++++ DATA SECTION ++++

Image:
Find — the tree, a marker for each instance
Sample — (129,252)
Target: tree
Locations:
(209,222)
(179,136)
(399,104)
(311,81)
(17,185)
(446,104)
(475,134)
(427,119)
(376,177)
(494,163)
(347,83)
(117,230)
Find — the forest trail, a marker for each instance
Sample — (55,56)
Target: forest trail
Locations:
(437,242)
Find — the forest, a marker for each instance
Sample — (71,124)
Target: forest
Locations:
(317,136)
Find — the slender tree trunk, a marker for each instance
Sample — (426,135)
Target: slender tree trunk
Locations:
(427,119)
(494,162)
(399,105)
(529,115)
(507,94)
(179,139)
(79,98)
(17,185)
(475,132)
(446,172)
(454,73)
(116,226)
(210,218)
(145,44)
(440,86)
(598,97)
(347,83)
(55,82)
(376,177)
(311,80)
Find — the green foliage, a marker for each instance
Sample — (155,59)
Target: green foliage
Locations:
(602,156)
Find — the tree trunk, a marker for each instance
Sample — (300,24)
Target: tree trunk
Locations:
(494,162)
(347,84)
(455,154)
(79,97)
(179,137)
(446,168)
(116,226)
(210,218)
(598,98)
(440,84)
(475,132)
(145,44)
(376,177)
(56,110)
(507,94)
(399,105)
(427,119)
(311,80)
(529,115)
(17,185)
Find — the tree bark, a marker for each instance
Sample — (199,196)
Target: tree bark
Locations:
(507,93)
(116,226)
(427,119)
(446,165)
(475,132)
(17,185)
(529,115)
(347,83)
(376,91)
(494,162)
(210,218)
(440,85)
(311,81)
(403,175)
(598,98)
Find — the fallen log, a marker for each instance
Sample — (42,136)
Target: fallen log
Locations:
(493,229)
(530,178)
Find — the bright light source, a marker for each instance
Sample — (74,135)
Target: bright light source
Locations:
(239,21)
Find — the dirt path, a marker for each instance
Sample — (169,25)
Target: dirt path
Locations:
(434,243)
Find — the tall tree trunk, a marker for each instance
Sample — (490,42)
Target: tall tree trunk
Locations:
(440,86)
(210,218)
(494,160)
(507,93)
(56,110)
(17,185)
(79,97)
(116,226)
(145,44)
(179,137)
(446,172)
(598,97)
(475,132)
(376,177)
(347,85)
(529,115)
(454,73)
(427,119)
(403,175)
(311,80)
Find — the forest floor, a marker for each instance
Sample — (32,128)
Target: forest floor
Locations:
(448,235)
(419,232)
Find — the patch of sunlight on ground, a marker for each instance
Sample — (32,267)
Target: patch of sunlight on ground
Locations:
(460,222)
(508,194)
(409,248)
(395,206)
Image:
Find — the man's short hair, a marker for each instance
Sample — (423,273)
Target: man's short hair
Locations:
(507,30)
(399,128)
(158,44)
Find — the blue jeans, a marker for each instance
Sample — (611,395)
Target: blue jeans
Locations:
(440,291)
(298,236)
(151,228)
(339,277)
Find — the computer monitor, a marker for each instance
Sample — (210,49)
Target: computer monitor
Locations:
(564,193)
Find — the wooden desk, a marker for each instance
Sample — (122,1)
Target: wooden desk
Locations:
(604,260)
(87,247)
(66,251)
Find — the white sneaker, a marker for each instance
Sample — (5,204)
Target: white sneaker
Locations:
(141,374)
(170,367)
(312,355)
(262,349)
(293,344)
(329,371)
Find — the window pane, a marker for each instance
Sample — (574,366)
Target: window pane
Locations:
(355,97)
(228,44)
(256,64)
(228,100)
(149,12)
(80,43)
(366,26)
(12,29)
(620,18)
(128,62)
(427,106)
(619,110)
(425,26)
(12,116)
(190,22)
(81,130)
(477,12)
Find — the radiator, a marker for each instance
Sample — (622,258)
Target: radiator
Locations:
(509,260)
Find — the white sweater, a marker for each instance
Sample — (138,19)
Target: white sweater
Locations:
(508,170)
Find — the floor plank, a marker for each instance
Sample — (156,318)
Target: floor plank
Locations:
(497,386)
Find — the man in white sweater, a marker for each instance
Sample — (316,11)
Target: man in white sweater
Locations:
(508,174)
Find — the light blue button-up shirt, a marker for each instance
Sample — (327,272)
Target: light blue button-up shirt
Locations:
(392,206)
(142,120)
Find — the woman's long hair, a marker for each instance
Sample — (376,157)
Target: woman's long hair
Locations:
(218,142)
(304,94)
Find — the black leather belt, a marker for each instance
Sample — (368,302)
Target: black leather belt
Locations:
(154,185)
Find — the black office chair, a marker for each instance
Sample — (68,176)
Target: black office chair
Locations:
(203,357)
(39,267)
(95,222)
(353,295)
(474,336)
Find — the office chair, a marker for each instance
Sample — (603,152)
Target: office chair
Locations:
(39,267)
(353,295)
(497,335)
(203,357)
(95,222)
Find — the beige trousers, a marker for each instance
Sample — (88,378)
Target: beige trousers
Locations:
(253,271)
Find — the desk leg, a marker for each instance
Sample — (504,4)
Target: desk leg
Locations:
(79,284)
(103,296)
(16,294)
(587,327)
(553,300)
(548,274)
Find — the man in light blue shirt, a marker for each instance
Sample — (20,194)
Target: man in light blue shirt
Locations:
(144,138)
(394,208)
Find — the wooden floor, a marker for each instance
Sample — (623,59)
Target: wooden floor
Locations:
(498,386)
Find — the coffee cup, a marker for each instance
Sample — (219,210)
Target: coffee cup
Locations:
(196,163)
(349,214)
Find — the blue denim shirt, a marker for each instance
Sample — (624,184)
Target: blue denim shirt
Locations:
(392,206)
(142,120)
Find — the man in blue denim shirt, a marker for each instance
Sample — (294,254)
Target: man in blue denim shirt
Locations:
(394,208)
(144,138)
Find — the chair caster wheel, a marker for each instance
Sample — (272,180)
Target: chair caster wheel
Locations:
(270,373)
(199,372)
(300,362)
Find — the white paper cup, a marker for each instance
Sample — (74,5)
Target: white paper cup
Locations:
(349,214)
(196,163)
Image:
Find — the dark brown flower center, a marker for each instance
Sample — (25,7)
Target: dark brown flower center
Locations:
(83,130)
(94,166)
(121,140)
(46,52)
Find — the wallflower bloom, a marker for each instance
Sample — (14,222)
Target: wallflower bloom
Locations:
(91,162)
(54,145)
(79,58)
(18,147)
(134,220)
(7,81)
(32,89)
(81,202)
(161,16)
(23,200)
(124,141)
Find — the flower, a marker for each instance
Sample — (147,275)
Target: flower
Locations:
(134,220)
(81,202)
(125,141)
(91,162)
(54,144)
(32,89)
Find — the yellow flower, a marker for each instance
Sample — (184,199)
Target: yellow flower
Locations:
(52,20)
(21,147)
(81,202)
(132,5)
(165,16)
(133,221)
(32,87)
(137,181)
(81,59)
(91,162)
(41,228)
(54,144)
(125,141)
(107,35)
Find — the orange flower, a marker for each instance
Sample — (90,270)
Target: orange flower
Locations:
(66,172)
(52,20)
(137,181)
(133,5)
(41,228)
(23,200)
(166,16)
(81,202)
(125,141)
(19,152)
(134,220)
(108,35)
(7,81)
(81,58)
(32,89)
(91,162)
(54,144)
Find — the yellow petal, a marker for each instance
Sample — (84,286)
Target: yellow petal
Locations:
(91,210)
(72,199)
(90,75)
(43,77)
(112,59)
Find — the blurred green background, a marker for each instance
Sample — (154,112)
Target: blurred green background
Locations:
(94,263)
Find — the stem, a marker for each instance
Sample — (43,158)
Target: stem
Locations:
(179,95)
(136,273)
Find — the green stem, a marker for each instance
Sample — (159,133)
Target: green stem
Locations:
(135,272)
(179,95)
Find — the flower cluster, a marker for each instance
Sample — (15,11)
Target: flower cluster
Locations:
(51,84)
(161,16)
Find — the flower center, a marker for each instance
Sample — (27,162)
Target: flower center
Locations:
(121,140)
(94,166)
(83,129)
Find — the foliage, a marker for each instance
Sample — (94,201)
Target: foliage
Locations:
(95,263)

++++

The response should hold exactly the lines starting at the line with "Target: man in blue denim shirt" and ending at the line with "Target: white paper cup", and no other line of the material above.

Target: man in blue denim shirt
Locations:
(394,208)
(144,138)
Find — the chair caster wheel, a marker for each instance
Sample — (272,180)
Target: chair caster wheel
Locations:
(270,373)
(199,372)
(300,362)
Find — the white paper cup, a marker for each instance
Sample — (74,5)
Target: white paper cup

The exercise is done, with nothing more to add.